The document similarity between the target invention and the candidate documents may be calculated based on at least one of an average value of the phrase similarity of at least one phrase included in the candidate documents, a maximum value of the phrase similarity, a maximum value of the number of frequency of the at least one phrase, an average value of the number of frequency, and a minimum value of the number of frequency.
The document search method may generate a similar document list regarding the similar documents. The similar document list may include information on the similar documents. For example, the information on the similar documents may include a document number (application number, publication number, registration number, etc.), a document date (application date, publication date, registration date, etc.), and information on an applicant.
The document search method may generate document similarity information between the similar documents and the target invention. The document search method may display on the search result screen 200 the document similarity information between the similar documents and the target invention adjacent to the similar document list.

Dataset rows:
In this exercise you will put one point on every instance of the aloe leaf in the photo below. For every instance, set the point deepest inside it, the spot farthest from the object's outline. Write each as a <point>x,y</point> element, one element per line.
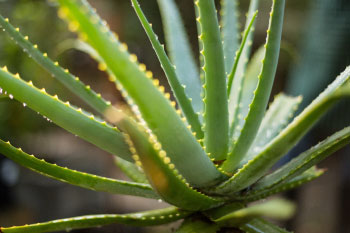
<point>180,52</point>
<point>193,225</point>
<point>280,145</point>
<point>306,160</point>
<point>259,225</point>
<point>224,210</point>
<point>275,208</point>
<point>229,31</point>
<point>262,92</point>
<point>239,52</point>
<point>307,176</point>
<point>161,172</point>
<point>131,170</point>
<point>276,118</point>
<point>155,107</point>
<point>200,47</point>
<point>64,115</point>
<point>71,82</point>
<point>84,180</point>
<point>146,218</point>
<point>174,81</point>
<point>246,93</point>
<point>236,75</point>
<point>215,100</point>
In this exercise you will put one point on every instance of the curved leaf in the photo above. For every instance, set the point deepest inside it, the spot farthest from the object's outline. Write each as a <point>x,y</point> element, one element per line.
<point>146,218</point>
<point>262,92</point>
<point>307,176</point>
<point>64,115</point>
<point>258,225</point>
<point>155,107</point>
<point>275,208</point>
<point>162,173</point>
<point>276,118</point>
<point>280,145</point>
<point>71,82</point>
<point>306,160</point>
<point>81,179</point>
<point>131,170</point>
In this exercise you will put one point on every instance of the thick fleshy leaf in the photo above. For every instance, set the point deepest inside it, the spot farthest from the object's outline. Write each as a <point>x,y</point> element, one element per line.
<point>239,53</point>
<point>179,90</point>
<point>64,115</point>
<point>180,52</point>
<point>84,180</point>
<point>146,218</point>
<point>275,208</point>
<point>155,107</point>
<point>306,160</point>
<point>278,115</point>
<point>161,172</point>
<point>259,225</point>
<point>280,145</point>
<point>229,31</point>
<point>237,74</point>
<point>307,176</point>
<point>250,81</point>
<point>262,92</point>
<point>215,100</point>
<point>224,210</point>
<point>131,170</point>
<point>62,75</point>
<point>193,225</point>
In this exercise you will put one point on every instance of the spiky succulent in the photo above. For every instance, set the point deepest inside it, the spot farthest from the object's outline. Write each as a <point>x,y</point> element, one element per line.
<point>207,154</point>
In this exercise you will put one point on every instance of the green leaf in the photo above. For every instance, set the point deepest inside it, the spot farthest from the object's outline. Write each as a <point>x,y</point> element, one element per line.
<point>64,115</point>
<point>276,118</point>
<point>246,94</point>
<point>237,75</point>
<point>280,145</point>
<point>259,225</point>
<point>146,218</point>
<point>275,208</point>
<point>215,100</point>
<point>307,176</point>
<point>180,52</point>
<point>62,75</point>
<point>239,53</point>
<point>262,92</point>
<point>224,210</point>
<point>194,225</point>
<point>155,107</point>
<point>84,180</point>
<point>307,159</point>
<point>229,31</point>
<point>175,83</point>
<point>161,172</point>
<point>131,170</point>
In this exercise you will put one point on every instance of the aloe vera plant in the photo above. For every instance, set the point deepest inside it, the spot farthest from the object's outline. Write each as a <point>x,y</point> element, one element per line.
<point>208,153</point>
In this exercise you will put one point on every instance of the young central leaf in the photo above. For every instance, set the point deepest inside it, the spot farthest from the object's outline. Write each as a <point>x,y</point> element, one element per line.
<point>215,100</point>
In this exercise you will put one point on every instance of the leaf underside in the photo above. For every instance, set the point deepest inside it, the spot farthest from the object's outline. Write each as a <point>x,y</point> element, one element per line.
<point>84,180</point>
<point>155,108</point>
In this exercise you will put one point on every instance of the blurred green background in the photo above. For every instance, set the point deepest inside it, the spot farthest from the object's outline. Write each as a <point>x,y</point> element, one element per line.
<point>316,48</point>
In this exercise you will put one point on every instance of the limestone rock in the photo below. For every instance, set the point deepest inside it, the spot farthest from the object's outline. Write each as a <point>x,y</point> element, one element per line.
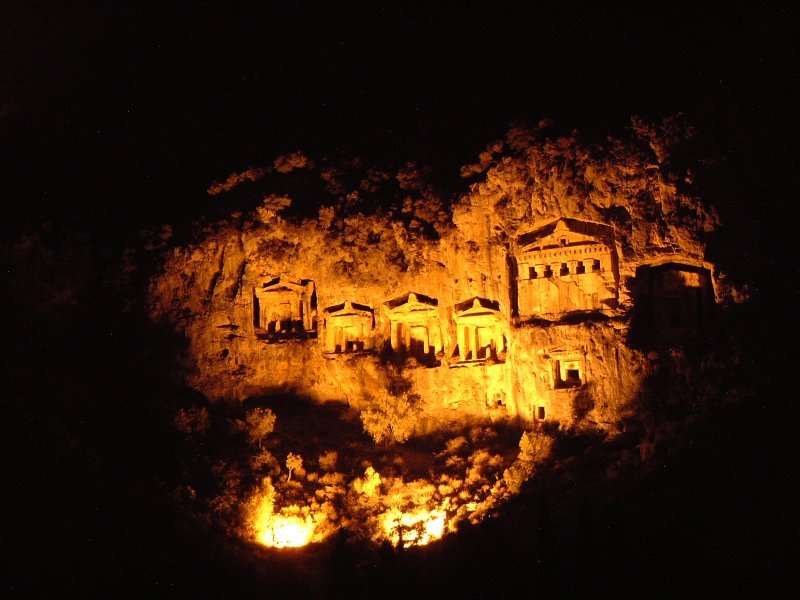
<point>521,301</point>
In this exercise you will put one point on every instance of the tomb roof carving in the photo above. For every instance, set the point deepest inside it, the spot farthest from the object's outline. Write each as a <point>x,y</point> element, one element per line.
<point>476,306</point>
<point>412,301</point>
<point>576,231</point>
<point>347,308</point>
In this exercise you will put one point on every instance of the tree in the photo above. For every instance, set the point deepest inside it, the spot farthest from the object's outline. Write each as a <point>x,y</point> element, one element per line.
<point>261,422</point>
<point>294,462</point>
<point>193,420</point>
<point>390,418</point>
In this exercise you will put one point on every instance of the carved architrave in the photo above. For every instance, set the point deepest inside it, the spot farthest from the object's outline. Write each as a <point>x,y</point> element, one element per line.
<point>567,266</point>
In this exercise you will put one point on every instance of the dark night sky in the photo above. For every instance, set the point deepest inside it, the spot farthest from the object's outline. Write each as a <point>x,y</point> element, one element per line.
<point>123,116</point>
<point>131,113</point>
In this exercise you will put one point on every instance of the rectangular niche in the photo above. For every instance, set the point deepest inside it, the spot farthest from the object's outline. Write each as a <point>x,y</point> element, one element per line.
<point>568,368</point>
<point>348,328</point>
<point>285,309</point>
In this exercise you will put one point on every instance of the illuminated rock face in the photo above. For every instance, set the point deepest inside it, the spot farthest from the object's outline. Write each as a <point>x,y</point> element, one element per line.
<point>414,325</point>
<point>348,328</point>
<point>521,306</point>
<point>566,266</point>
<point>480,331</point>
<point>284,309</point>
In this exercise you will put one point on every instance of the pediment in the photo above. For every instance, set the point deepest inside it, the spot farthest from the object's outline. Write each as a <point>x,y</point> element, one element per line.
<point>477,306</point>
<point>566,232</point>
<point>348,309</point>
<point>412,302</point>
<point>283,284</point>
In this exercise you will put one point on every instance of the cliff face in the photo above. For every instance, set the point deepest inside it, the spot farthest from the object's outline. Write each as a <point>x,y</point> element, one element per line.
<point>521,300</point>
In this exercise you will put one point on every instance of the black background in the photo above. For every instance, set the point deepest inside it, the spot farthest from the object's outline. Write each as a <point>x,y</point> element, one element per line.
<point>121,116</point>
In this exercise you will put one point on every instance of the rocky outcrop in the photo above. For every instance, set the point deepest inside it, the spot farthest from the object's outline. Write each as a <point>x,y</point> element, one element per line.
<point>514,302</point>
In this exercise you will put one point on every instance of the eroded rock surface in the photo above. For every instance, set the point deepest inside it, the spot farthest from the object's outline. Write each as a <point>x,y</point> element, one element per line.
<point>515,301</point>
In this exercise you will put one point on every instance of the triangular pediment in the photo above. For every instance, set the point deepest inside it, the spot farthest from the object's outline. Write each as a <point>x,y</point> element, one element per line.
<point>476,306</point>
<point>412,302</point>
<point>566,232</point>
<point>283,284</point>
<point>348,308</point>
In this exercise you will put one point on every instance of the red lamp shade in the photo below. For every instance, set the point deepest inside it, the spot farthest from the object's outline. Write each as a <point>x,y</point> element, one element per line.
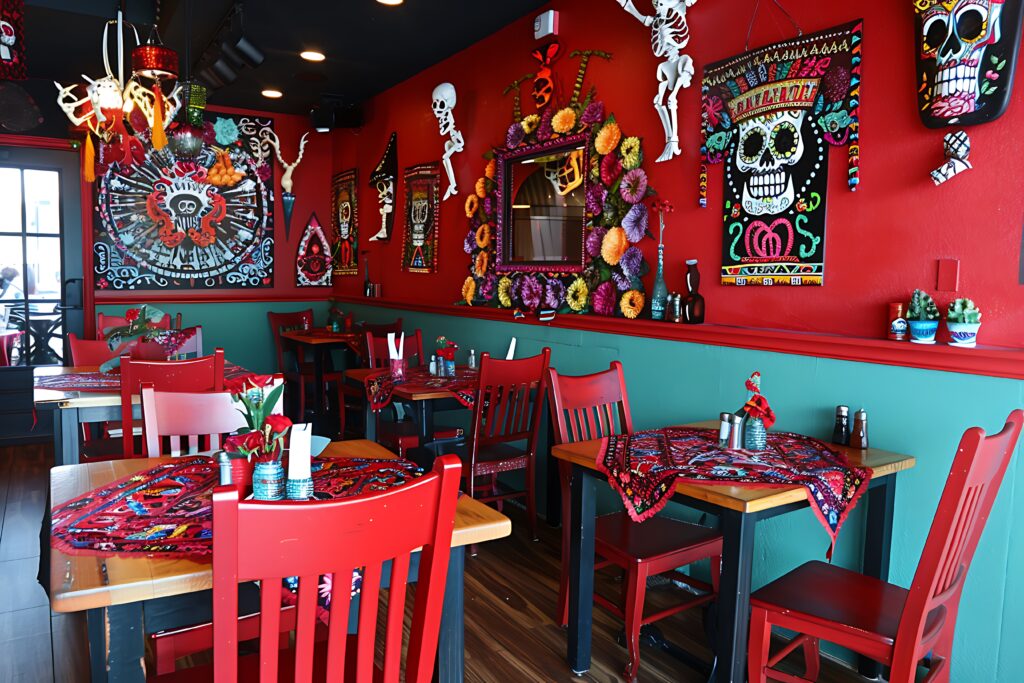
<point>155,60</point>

■ **Exercise requirements**
1 - Could you turn the paragraph in the document search excerpt that opens with "The document search method may generate a similar document list" into a short bulleted list that keeps its main facts?
2 - Can you write the next paragraph of the document search excerpt, picking up after its final sentence?

■ **Answers to the problems**
1 -
- The document search method may generate a list of similar documents.
- The list may include information on the similar documents, for example:
  - a document number (application, publication, registration number, etc.)
  - a document date (application, publication, registration date, etc.)
  - information on the applicant

2 -
Further, the document search method may generate phrase similarity information between phrases of the similar documents and elements of the target invention. The document search method may display on the search result screen 200 information on similarity between the similar phrases included in the similar documents and the elements of the target invention adjacent to the similar document list. The phrase similarity information may be corrected based on a document similarity value between the target invention and the candidate documents. The similar phrase may be a phrase whose phrase similarity between the elements of the target invention among the phrases contained in the similar documents is greater than or equal to a threshold phrase similarity. In the following descriptions, the kth similar phrases may be phrases whose phrase similarity with the kth element is greater than or equal to the threshold phrase similarity among phrases of the similar documents. The nth-k similar phrase may be a phrase whose phrase similarity with the kth element is greater than or equal to the threshold phrase similarity among phrases of the nth similar document. n and k are natural numbers. The threshold phrase similarity may be a value predesignated by a user or an administrator. In addition, the threshold phrase similarity may be an average value of similarity between phrases included in the similar documents and elements of the target invention.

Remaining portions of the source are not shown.